» **Task to carry out**:
A verbatim copy of the records below, pictures omitted, is the task.

» **Information shown**:

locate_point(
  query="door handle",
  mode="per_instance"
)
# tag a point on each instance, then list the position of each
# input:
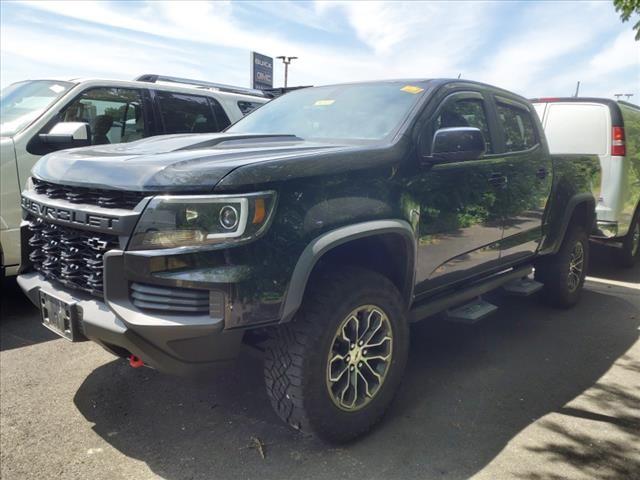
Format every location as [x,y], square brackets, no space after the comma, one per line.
[498,180]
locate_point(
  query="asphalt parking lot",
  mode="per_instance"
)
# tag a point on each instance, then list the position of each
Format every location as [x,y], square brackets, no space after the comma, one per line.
[530,393]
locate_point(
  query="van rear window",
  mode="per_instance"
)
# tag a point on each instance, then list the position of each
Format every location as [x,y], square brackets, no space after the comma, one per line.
[577,128]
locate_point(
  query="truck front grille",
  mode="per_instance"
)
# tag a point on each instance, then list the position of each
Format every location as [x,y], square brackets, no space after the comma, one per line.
[90,196]
[176,300]
[71,257]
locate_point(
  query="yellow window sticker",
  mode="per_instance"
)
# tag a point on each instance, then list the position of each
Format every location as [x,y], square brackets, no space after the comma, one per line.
[412,89]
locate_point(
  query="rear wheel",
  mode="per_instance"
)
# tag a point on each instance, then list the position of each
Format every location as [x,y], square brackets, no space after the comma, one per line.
[563,274]
[334,370]
[629,254]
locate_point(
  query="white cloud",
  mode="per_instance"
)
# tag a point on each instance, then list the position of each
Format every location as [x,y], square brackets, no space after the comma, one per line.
[531,48]
[622,53]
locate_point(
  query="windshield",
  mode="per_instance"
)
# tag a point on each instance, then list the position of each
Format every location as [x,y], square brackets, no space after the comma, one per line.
[23,102]
[352,112]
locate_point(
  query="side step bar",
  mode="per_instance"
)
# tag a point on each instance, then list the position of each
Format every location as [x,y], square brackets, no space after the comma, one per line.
[472,312]
[459,297]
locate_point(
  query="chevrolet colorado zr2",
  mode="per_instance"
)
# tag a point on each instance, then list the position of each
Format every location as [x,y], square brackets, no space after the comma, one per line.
[317,228]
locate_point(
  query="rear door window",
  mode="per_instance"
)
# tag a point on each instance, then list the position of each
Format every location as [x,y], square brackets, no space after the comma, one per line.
[577,128]
[517,125]
[248,107]
[115,115]
[184,113]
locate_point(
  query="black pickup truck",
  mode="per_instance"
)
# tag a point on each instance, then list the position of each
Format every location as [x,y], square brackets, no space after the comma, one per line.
[316,229]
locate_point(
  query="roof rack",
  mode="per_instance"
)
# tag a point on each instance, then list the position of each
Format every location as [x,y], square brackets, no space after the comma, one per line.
[276,92]
[153,78]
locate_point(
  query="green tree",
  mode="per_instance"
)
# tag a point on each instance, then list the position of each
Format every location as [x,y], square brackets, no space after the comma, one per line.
[626,8]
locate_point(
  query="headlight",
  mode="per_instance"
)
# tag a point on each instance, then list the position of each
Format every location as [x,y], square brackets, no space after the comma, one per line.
[200,220]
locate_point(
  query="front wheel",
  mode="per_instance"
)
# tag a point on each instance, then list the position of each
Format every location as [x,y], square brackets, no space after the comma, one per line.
[334,369]
[563,274]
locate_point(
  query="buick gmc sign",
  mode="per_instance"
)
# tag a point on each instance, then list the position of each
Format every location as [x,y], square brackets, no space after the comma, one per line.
[261,71]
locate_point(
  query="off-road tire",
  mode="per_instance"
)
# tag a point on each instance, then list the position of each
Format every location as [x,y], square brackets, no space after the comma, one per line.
[297,353]
[629,254]
[553,271]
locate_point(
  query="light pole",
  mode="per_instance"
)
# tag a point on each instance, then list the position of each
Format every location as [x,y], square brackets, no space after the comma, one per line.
[286,61]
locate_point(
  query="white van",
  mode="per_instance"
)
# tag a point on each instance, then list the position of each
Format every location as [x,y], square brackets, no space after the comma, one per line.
[610,129]
[40,116]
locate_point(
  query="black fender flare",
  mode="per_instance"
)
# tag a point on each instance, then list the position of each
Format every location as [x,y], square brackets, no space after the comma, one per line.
[334,238]
[558,232]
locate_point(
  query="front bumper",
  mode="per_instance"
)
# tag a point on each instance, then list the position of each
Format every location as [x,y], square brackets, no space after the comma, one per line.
[175,345]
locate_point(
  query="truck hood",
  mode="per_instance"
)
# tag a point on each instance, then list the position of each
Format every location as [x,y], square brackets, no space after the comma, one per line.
[199,161]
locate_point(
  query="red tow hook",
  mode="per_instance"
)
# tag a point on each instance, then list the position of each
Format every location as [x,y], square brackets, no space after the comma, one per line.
[135,362]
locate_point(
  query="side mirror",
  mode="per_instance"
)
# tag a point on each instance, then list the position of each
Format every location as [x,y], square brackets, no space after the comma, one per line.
[456,144]
[67,135]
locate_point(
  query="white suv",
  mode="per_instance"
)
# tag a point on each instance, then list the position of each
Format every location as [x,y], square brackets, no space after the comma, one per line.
[41,116]
[610,129]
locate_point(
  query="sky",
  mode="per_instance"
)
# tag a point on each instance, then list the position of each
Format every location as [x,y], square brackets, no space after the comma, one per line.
[534,48]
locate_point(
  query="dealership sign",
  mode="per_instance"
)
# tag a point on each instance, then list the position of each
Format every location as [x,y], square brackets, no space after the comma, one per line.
[261,71]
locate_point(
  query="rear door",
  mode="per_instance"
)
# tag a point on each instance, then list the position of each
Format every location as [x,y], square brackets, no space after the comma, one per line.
[529,172]
[460,203]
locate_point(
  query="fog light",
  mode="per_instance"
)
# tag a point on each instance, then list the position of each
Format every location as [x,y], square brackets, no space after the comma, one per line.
[229,217]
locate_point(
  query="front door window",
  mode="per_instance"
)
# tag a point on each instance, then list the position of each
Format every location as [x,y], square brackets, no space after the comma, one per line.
[115,115]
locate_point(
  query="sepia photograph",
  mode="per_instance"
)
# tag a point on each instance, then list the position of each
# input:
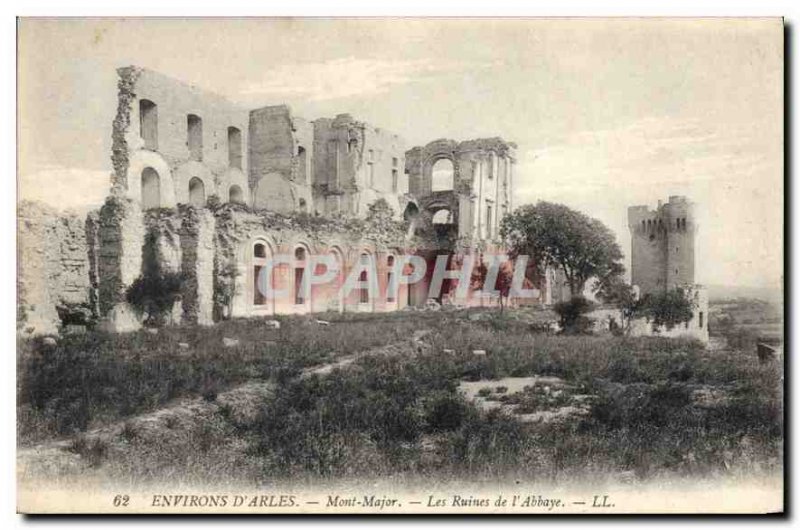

» **Solution**:
locate_point(
  query="door handle",
  mode="per_instance"
)
# tag a point on each instance, then list the position of each
# input:
Format every location as [x,y], square brackets, no space after the comma, one per line.
[498,180]
locate_point(
  query="asphalt parking lot",
  mode="per_instance"
)
# tag a point on each instance, then list the position of each
Format every location as [x,y], square brackets, no space after the comma, one per line.
[530,393]
locate_point(
  query="van rear window",
  mode="per_instance"
)
# tag a point on each instance, then list the position of each
Format every location as [x,y], square brackets, no space after the comma, one per line.
[577,128]
locate_point(
  query="truck front grille",
  mode="per_instance"
)
# tag a point on each instance, then list the position of each
Format every location as [x,y], square brackets, no space after the comma, one per line.
[90,196]
[176,300]
[71,257]
locate_point(
  query="yellow window sticker",
  mode="per_instance"
)
# tag a point on each instance, then list the position of each
Format every location as [x,y], square brackets, no space after the comma, one per line.
[412,89]
locate_point(
  query="rear wheel",
  mode="per_instance"
)
# tag a point on each instance, then list the position of each
Format every location as [x,y], square brackets, no space after the comma, one per line.
[563,274]
[334,370]
[629,254]
locate_point(
  query="white cloud",
  mode="per_instance"
)
# tag a point on each instance, then list the position of each
Format every location as [x,y], square brackets, no space after the comma, one per line.
[531,48]
[622,53]
locate_point(
  query="windshield",
  mode="per_instance"
)
# tag a point on each instance, then list the position of each
Format every location as [x,y], square brackets, no space after the comma, one per line.
[23,102]
[352,112]
locate_point(
  query="side step bar",
  mode="per_instance"
)
# tag a point on each instance, then list the position of each
Format every location as [x,y], square brackets, no space after the comma, one per line.
[472,312]
[459,297]
locate_point(
  query="chevrolet colorado zr2",
  mode="per_instance"
)
# tag a point on each instance, then list the position of each
Format every location as [x,y], square brackets, no space after the comma, one per line.
[317,228]
locate_point(
  query="rear door window",
  mode="per_instance"
)
# tag a point on each instance, then list the position of each
Format every location as [x,y], square brackets, no space after the comma, one per line.
[577,128]
[517,125]
[248,107]
[115,115]
[184,113]
locate_point(
  query="black pickup truck",
  mode="per_instance"
)
# tag a point on each instance, then list the position of each
Format every location as [x,y], square brackets, no space after the comma, one per line.
[316,229]
locate_point(
  query="roof rack",
  mode="per_instance"
)
# tag a point on each instance, then list the position of each
Format every location as [x,y], square brackets, no space after the comma, one per line.
[276,92]
[153,78]
locate_point(
  query="green tree",
  mode="per_instance"
)
# tag a point on each instance, then list the position of each
Format every location as [x,y], square brackets, no space after the comma, one per line.
[626,8]
locate_point(
  query="headlight",
  mode="per_instance"
)
# tag a point on each instance, then list the position of each
Format every location as [x,y], square brackets, no space after the comma, one per line.
[200,220]
locate_point(
  query="front wheel",
  mode="per_instance"
)
# tag a point on each instance, then list the position of each
Format every location as [x,y], square brackets, no space after the comma, one per line.
[334,369]
[563,274]
locate_point(
  query="buick gmc sign",
  mode="per_instance"
)
# tag a point on each instance, then list the position of each
Format every location as [x,y], square brackets, no space after the comma, one per line.
[261,71]
locate_point(
  query="off-road tire",
  mode="per_instance"
)
# tag a point on each instance, then list the position of each
Format every location as [x,y], square brackets, no space after the comma, one per line.
[297,353]
[629,254]
[553,271]
locate_point(
  query="light pole",
  mode="per_instance"
)
# tag a point on each instance, then list the position of each
Format every location as [x,y], square brackets, no space after the comma, one per line.
[286,61]
locate_point(
  query="white van",
  mode="per_instance"
)
# tag a point on each instance, then list the position of each
Format every location as [x,y], square brackets, no space after the comma, one per line.
[610,129]
[40,116]
locate_point(
  query="black fender flare",
  mode="per_instance"
)
# tag a point on each instance, then list the position of each
Format every location as [x,y], square brackets, no space after the comma, one per line.
[334,238]
[558,232]
locate_point(
  query="front bumper",
  mode="per_instance"
)
# tag a point on each instance, then list the position of each
Format every location as [x,y], square brackets, no space after the comma, one per line.
[175,345]
locate_point(
  query="truck hood",
  mode="per_instance"
)
# tag a point on each instance, then list the position of each
Format every location as [x,y], square brackets, no space after the comma, one per line.
[199,161]
locate_point(
  query="red tow hook",
  mode="per_instance"
)
# tag a point on each instance, then list the position of each
Format every location as [x,y], square brackets, no space after the comma, one per line.
[135,362]
locate_point(
  query="side mirror",
  mode="per_instance"
)
# tag a point on each instance, then list the position of each
Format every location as [x,y], square brackets, no space after the comma, one per line.
[456,144]
[67,135]
locate_point(
  query="white suv",
  mode="per_instance"
)
# tag a point on each instance, then list the position of each
Format every location as [x,y], square brackets, no space after the comma, one per line.
[41,116]
[610,129]
locate_point(
  query="sky",
  mode="per_instance"
)
# tag a point on each instance, then list the position of each
Format every location as [x,y], square brackets, no space after the comma, one per line.
[534,48]
locate_point(
  query="dealership sign",
  mode="per_instance"
)
# tag a point on each instance, then list the position of each
Format every location as [x,y], square brackets, no space after the comma, one per line.
[261,71]
locate_point(
  query="rear door",
  mode="per_instance"
)
# tag a point on each instance, then list the position of each
Format every location as [x,y], square brackets, no space after the comma, one per line.
[529,172]
[460,203]
locate_point(
  query="fog light",
  mode="per_instance"
)
# tag a point on each instance, then list the position of each
Format every location as [x,y], square brackets, no space after the comma, one per line.
[229,217]
locate_point(
  query="front door window",
  mode="per_instance"
)
# tag a point on each instance, then list the position of each
Format every location as [x,y], square brackets, no space after the comma, one per line.
[115,115]
locate_point(
  query="sepia photograph",
  mode="per_instance"
)
# tag a point on each instance, then list the position of each
# input:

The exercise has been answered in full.